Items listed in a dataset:

-------------------------

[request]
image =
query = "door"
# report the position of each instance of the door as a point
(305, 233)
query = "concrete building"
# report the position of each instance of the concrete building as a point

-------------------------

What this task involves: Reproduce all of the data above line by line, requests included, and shift every point coordinate in the answers by -40.

Reply to the task:
[request]
image =
query = "door"
# report the position of each instance of the door as a point
(265, 193)
query = "concrete building"
# report the position of each instance of the concrete building as a point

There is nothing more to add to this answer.